WHAT THE EXERCISE ASKS → Copy everything from the line containing "Identify a point for each instance of the stone" down through the last of these lines, unchanged.

PROVIDED ENTRIES →
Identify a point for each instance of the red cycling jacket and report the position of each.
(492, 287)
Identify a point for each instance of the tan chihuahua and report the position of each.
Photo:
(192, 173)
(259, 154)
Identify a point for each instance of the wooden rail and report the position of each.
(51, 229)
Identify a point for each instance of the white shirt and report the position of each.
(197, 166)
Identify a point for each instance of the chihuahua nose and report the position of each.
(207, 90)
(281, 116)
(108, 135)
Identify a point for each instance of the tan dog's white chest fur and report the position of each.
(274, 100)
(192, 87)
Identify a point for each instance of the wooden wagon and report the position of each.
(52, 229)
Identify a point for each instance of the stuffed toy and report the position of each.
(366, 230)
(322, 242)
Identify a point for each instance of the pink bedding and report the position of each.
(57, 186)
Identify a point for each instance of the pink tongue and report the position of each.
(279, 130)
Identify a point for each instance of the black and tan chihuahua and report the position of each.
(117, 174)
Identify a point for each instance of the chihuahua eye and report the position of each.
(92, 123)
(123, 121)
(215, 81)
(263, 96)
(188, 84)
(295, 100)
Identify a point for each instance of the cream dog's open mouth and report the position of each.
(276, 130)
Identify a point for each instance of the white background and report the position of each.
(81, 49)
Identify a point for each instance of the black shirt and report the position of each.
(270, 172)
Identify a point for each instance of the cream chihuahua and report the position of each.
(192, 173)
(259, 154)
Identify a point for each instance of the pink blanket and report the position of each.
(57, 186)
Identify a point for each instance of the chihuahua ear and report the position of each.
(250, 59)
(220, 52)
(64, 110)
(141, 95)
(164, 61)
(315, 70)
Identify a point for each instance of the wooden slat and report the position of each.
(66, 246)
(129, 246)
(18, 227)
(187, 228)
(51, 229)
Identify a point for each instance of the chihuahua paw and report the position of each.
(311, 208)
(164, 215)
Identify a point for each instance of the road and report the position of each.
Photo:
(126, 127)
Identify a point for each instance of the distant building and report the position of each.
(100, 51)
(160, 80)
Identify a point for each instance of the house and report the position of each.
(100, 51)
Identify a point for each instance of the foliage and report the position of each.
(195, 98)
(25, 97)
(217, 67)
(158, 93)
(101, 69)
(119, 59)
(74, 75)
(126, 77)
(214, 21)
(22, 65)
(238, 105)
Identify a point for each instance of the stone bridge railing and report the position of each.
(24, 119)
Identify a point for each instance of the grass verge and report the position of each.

TASK SOLUTION →
Identify a point for each instance of the stone bridge railing and report the position of each.
(24, 119)
Identify a point for each instance of the grass verge and report the position of each.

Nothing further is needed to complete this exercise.